Text provided =>
▼

I do not like their new format.
I don't think it's good.
No, it's very bad.
Very bad.
They're doing like promotions and quizzes and tests and selling stuff.
It's a terrible show.
And Whoopi Goldberg is the main host now.
And she is, you can barely understand, she sounds like she's drunk all the time and she can't open her eyes.
And so she goes off on this Pope stuff.
And Rosie O'Donnell, who used to be running the show, is at the other end and she just kind of makes comments every once in a while because she knows she needs the money.
So this is an exchange that took place, which indicates to me the level of stupidity that you have to deal with with this show and why the real is a much better show.
He's been making headlines for his call to accept the gay community, which was echoed in a document drafted by the Cardinals yesterday.
The Pope...
He closed his assembly of Catholic bishops by saying God is not afraid of new things, but it seems like the Cardinals are.
Because the part about gay acceptance has been removed from the document by that.
Which I find extraordinary because, I'm sorry, as I was growing up, I was always told that the Pope was the living representation of God and he was making the call.
So basically, what are you saying, Cardinals, that the Pope don't know his stuff?
Is that what they're...
It's kind of like the president in Congress.
The president does something and Congress says, sorry, we're not going to do that.
Yeah.
Right?
Yeah.
Yeah, kind of freaky.
So what we get out of this is that Rosie O'Donnell, and I guess the rest of these women, all think that Obama is the Pope.
Yeah, exactly.
It's a one-to-one ratio.
Do they even know how our government works?
He is the Pope.
Do they even have a clue?
I'm saying no.
They think Obama's the Pope.
Rosie, I do think, has a clue, but I go back and forth on that.
But she's the one who said it!
I know.
Miss Mickey identified some things.
She said there's something going on.
There's a lot of push on NPR about gays in the church.
And she said there's something going on.
Pay attention to it.
And this is part of it.
I'm not quite sure what it is.
But she said there are people talking about changing the text of the Bible...
To make it more gay-friendly.
And I'm like, yeah, why not?
It's been rewritten so many times.
There's a bunch of Bible sites.
I recommend people check them out once in a while.
And you can look up these various passages that people like to hold signs up about.
And you can look at, in a good Bible site, they will have 20 different versions because they have 20 different Bibles.
Sure.
And they go back to old Bibles, middle-aged Bibles, new Bibles, some of the new Bibles.
They don't put a lot of the newest of the new in because they're copyrighted, which is another thing that's mind-boggling.
The newest of the new Bibles are all copywritten.

▲

Stored data =>

▼

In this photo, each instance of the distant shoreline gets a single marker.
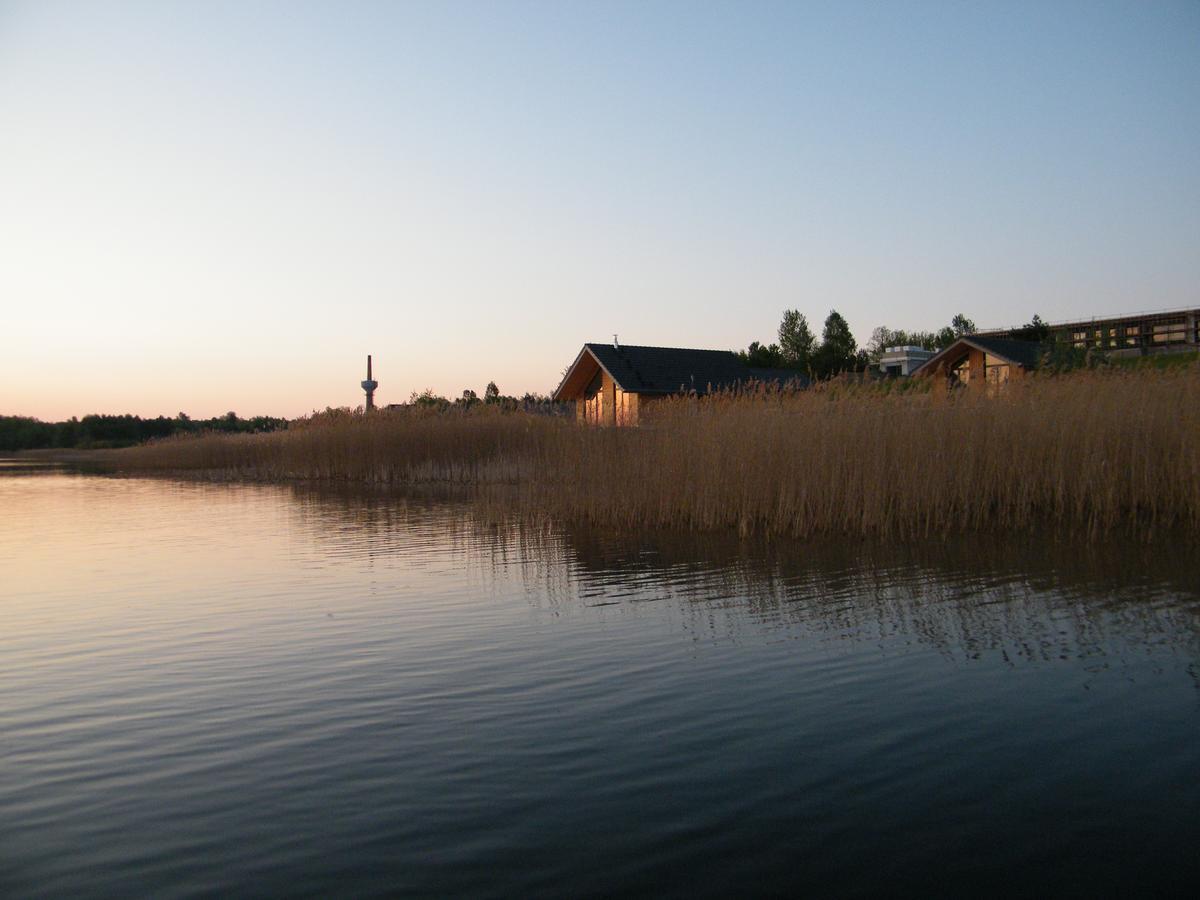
(1084, 454)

▲

Your tasks =>
- 1) Repeat word for word the part of the talk show discussion that begins with the words containing "It's a one-to-one" and ends with "in the church.".
- 2) Carry on the talk show discussion from its last line.

Final results =>
- 1)
It's a one-to-one ratio.
Do they even know how our government works?
He is the Pope.
Do they even have a clue?
I'm saying no.
They think Obama's the Pope.
Rosie, I do think, has a clue, but I go back and forth on that.
But she's the one who said it!
I know.
Miss Mickey identified some things.
She said there's something going on.
There's a lot of push on NPR about gays in the church.

- 2)
What?
Wait a minute, wait a minute.
Who has copyrighted the newest of the new Bibles?
All these new Bibles, the new American, the new blah, blah, blah Bibles.
Oh, really?
If you look at all these different Bibles, there's a bunch of them that are copyrighted.
Huh.
The newest versions, and they use all the...
They use different reference materials.
Some of them have explanatory texts.
Some of them don't.
And there's all these new Bibles.
There's been a lot.
And a lot of the most radical churches use a specific Bible that they can use to back up their sermons.
Hmm.
Yeah.
Okay.
Well, that's interesting.
Yeah, it's always fascinated me.
Okay.
Takes a lot of work.
Nobody's going to do a new translation of the Bible and leave it uncopyrighted, that's for sure.
Okay, I can understand that.
There's a lot of work, too.
Yes.
Holy moly, re-transcribe, re-write the Bible.
I think it's a good idea.
I think you should totally do that.
Make it more acceptable.
Well, you know, you're not going to read it anyway, so what difference is that?
I have read the Bible.
You're not going to read the gay Bible.
What do you mean?
I wrote it.
Hello.
Hello.
Hey, it's Sunday.
It's Sunday, John.
You know what that means?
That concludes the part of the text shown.